(Exercise aim):
Please carry on the passage about executions in the United States in 2014, starting right after its final sentence.

(Passage provided):
*-*-*

This is a list of people executed in the United States in 2014. Thirty-five people were executed in the United States in 2014. Ten of them were in the state of Missouri, and another ten were in the state of Texas. Two (Edgar Tamayo Arias and Ramiro Hernandez-Llanas) were foreign nationals from Mexico. One (Juan Carlos Chavez) was a foreign national from Cuba. Two (Suzanne Margaret Basso and Lisa Ann Coleman) were female.

While there were a total of 35 executions in 2014, there were 39 executions in the previous year (2013) and 28 executions in the subsequent year (2015).

List of people executed in the United States in 2014

Demographics

Executions in recent years

Notable executions
2014 was a notable year for executions. A total of ten death row inmates were executed in Missouri throughout the year, the most carried out by Missouri in a single year since capital punishment resumed in 1976. 2014 also marked the first time since 2002 in which two women were executed during a single year. Suzanne Margaret Basso and Lisa Ann Coleman, who were both sentenced to death in Texas, were executed just seven months apart. One notable execution was of convicted murderer Thomas Knight, who was executed in Florida. Knight spent thirty-nine years on death row before his execution was carried out. This set a record for the longest amount of time any inmate has spent on death row in the United States prior to being executed.

*-*-*

(Provided data):
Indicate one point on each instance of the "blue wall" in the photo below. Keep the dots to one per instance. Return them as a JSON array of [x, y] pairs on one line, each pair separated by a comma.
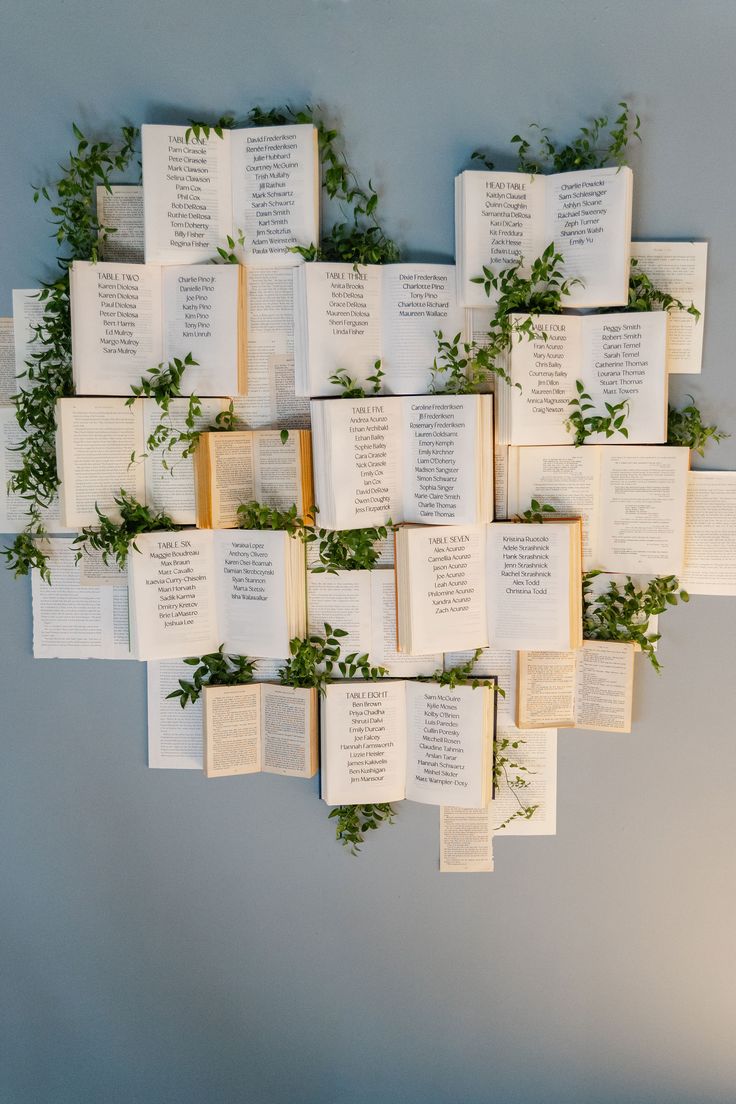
[[166, 940]]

*-*-*

(Exercise answer):
There were also three botched executions in 2014:
 Convicted killer Dennis McGuire, age 53, took nearly 30 minutes to die – the longest execution ever recorded of the 56 carried out in Ohio since capital punishment resumed in 1999. His execution led to a three year delay on executions being carried out in Ohio. The state did not execute any more inmates until July 2017.
 Convicted rapist and murderer Clayton Lockett suffered a heart attack during his execution in Oklahoma – he was pronounced dead 43 minutes after being sedated and reportedly writhed, groaned, convulsed, and spoke during the process. He also attempted to rise from the execution table 14 minutes into the procedure.
 Convicted murderer Joseph Rudolph Wood III, who was executed in Arizona, was pronounced dead 1 hour and 57 minutes after the drugs were injected into his system – the entire procedure took almost 2 hours when it should have taken about 10 minutes.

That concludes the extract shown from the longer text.